- _Extract provided_

[erlang-questions] A question of style

Tue Mar 17 23:56:21 CET 2015

My take on Joe's original email was that I would have preferred (going back
before my_lib was created):

-module(my_lib).
-export([parse/1]).

parse(Binary) when is_binary(Binary) ->
   ...;
parse(String) when is_list(String) ->
   ....

That way the implementation gets to decide which function clauses get done
in terms of others, and which are basic enough to have an implementation
which doesn't pass the buck elsewhere.

But of course, that wasn't the question, and with an existing library it's
not always possible to refactor like that.

On Wed, Mar 18, 2015 at 2:22 AM, Fred Hebert <mononcqc@REDACTED> wrote:

> Great thread idea. My answers inline.
>
> On 03/17, Joe Armstrong wrote:
> > "adding lots of convenience interface functions to the library code
> > makes the library code difficult to understand" - it difficult to see
> > at a glance what the "essential functionality" of the library and to
> > distinguish the essential functionality from the convenience and
> > non-essential functions.

- _Data provided_
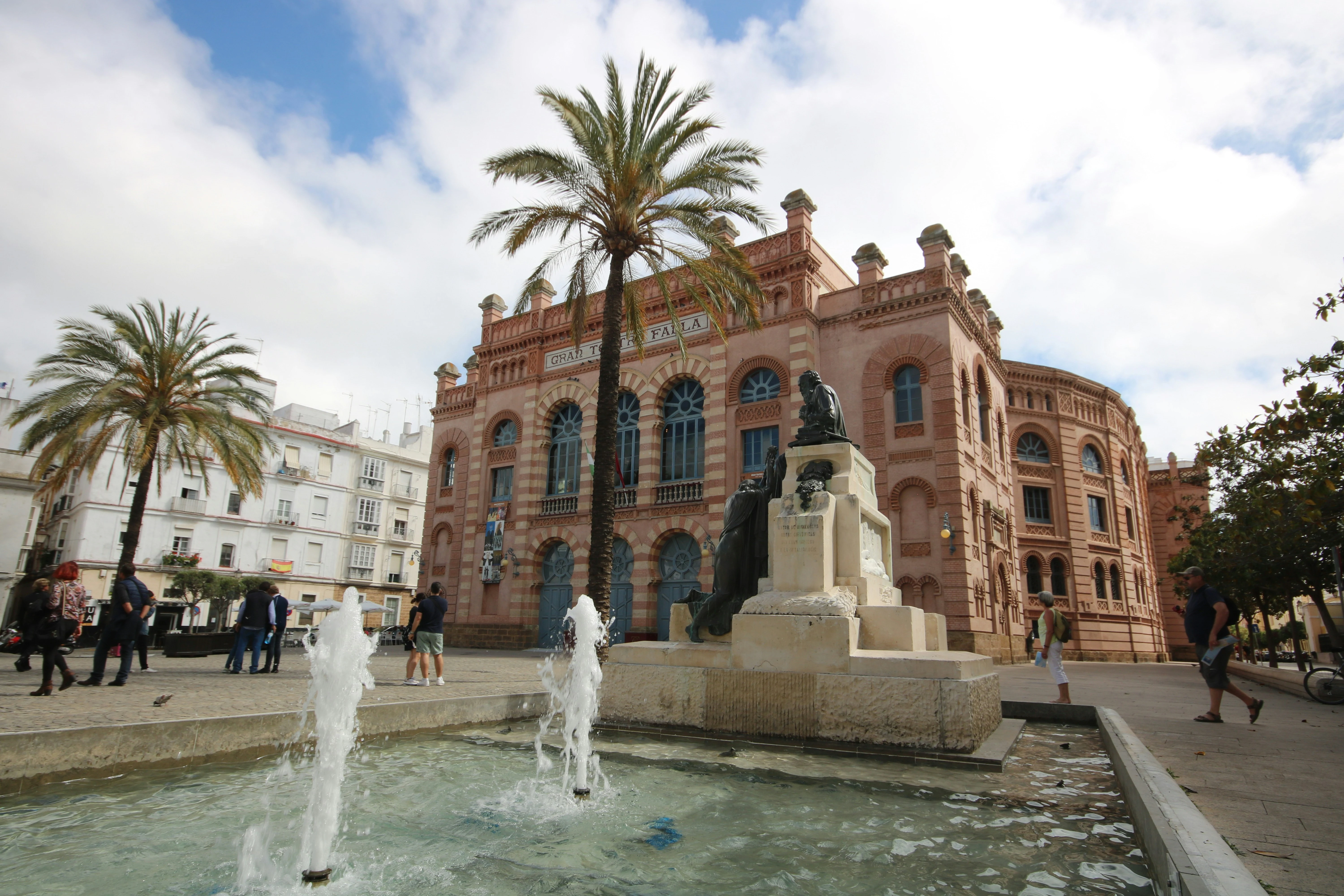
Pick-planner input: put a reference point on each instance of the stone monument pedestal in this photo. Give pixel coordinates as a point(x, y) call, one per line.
point(826, 651)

- _Stated task 1_
In the Erlang style thread, which function does the writer's preferred my_lib module export?
- _Stated task 2_
Carry on writing the Erlang style thread, starting right after its last line.

- _Expected answer 1_
parse/1

- _Expected answer 2_
> >
>
> Yes and no. To some extent, "easy to use" in this context means "short
> to call", but you could very well (and probably should) define it as
> "easy to reason about".
>
> The complexity at that point is a bit about defining what your inputs
> and outputs are. If you allow everything to be an input for a restricted
> type of output, you now have to understand
>
> 1. the code
> 2. the mapping of all possible inputs to their intermediary
>    representation (when modifying that module)
>
> Which has its cognitive overheads. So if you allow your parsing
> functions to accept integers and floats and binaries and lists and
> whatnot, you're making it more complex within that module.
>
> On the other hand, you can decide that your function, for strings, will
> accept:
>
> - lists of characters only
> - binaries only
> - iolists (lists of lists of characters and/or lists of binaries)
> - iodata  (same as an iolist, but can also be a single binary
>
> And then you get to figure out encodings (chardata is an iolist but with
> codepoints! binaries can be utf8, utf16m utf32, but not codepoints!)
>
> In any case, as long as you can easily define a mapping between what you
> accept, to what you use as an internal data structure (if any) to what
> you output, then the code can be easier to modify.
>
> The user will always have the overhead of mapping the inputs to the
> outputs, and may or may not be left to guess what the intermediary
> format is when something surprising happens. If the internal mapping is
> good, the user will have a good time.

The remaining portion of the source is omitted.